» What you will do
Quote each line exactly, from the line that contains "Place one keypoint on each instance of the man in dark" down to the last line of the listing, and no other lines.

"""

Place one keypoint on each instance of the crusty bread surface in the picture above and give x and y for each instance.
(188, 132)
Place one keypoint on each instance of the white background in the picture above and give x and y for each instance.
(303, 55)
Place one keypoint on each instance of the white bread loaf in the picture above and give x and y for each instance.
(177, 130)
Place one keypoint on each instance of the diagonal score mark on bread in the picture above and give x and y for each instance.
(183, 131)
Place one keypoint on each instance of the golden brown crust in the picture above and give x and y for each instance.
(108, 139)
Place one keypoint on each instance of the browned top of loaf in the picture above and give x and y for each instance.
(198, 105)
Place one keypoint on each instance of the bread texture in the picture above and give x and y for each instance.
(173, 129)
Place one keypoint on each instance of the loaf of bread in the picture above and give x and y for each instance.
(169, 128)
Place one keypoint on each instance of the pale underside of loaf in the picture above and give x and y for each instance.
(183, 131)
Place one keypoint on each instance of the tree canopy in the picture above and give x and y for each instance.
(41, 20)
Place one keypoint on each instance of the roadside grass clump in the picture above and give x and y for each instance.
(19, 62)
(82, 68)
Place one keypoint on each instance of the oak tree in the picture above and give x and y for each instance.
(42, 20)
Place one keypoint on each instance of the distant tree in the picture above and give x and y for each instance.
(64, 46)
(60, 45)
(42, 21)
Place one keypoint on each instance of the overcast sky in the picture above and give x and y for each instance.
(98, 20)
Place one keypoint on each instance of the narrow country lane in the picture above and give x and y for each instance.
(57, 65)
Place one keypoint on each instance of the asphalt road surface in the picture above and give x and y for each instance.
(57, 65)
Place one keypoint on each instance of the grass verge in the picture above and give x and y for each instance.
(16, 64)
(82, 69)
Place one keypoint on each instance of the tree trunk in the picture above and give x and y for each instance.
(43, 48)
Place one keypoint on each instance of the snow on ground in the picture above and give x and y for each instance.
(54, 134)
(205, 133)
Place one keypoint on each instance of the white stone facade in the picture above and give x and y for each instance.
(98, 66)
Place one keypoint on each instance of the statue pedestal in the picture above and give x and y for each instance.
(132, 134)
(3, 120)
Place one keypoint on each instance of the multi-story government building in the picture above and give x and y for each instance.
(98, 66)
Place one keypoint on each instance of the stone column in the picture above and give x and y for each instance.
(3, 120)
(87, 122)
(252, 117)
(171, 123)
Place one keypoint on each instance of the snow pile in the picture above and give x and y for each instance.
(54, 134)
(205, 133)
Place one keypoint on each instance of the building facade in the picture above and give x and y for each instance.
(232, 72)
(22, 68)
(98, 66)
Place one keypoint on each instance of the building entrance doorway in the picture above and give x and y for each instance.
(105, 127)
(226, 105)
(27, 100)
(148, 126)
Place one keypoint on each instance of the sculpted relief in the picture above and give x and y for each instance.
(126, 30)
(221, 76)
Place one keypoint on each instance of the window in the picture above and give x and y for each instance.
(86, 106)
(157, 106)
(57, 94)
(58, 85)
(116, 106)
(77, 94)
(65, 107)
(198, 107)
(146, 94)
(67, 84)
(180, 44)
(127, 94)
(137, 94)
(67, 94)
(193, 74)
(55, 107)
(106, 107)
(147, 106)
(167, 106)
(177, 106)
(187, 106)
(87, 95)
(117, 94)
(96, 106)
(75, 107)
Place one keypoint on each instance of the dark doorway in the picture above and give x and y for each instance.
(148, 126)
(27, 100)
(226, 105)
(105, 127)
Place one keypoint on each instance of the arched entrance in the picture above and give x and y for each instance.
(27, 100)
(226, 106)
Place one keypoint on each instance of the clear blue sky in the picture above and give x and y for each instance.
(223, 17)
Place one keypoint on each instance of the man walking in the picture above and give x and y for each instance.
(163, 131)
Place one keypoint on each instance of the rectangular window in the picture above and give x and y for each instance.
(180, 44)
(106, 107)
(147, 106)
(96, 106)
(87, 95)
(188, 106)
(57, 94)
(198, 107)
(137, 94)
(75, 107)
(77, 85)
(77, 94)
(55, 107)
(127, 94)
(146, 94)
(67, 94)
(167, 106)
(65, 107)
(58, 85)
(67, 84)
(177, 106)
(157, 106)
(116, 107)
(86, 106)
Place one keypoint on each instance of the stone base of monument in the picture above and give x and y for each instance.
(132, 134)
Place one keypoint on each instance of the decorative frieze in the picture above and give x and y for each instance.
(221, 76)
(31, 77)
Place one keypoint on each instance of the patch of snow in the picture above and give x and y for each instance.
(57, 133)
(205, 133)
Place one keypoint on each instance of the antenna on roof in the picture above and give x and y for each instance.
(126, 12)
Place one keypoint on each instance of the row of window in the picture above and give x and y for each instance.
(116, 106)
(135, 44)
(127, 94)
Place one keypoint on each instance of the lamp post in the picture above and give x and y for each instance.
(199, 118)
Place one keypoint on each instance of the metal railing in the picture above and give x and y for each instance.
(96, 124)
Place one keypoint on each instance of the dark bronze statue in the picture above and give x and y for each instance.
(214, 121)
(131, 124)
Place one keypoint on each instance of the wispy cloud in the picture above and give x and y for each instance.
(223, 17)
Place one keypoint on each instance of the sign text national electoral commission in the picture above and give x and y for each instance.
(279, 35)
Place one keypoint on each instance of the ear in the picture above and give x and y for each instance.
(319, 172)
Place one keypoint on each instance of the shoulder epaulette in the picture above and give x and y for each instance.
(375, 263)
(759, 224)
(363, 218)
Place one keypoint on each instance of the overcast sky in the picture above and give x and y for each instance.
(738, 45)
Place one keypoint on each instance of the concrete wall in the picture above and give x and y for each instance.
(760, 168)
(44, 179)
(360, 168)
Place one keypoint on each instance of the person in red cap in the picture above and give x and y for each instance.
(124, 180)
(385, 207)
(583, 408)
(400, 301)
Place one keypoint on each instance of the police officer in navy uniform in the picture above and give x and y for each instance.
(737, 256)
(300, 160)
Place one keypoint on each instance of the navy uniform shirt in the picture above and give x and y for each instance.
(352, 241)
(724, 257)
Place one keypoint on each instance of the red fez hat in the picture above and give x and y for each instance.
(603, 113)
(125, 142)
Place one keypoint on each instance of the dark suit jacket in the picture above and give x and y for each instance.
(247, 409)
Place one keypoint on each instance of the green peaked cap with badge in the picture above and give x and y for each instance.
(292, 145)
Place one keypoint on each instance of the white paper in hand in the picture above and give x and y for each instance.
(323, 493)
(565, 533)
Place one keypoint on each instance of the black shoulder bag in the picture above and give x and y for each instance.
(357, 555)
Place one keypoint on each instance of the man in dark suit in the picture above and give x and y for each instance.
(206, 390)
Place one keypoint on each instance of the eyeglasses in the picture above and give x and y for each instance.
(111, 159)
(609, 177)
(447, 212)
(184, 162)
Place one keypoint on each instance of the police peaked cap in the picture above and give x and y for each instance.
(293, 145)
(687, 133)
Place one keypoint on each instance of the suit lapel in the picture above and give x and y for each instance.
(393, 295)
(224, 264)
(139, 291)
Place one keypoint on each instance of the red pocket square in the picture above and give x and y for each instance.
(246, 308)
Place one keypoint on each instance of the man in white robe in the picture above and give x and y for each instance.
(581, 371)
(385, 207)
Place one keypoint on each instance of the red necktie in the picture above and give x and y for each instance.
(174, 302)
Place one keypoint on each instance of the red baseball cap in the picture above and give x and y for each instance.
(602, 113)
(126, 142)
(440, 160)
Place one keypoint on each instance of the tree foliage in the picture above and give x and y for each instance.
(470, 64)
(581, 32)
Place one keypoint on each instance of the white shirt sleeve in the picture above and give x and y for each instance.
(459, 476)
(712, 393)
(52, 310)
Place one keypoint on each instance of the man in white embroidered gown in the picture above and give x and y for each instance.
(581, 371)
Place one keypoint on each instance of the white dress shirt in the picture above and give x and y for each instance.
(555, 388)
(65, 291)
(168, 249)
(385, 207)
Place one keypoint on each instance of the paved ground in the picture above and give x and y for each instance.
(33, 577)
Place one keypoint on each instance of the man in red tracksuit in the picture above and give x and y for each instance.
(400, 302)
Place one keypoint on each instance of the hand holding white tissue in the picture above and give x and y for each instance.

"""

» Answer to this exercise
Place one keypoint on each instance of the man in dark suit in the picture above and give x and y for each instance.
(206, 390)
Place one keypoint on each instance of the eyeglasses in the picture above and give x and y for each instance.
(111, 159)
(609, 177)
(447, 212)
(184, 162)
Place one keypoint on each instance of the police peaked cap in the picture above and give x and y for each instance.
(293, 145)
(687, 133)
Place one keypoint on each instance of the suit lapel in the picture above and give x and y for each instance.
(393, 295)
(224, 264)
(139, 291)
Place one keypoint on each instance of the red pocket square in the picture above and give x and y for each instance.
(246, 308)
Place one keypoint on each instance of the man in white robe in the picture above and give x and y for each instance.
(581, 371)
(385, 207)
Place one keypoint on each instance of the red necktie in the picture above and give x and y for each instance.
(174, 302)
Place one keypoint on each instance of the red baseball cap in the picture above and give x and y for each instance.
(602, 113)
(126, 142)
(440, 160)
Place one keypoint on each instance of the tree foliage in the picture above and give x and y for each instance.
(470, 64)
(581, 32)
Place one keypoint on each instance of the white shirt sleeve in the picture above and give x and y for each instance.
(459, 476)
(712, 393)
(52, 310)
Place one keypoint on each instance of the man in white embroidered gown in the picture above and give x and y for each instance.
(581, 371)
Place one keypoint on each instance of the white dress shirt in the picture above and give x and y for each instance.
(555, 388)
(65, 291)
(168, 249)
(385, 207)
Place one keypoint on each instance of the paved ground in the picture above and give x and y for each instance.
(33, 577)
Place one keypoint on each instance of the man in red tracksuit in the picture above and give x and y for each instance.
(400, 302)
Place one keypoint on each instance of the hand holding white tissue in the picture above and give x and y for each instance.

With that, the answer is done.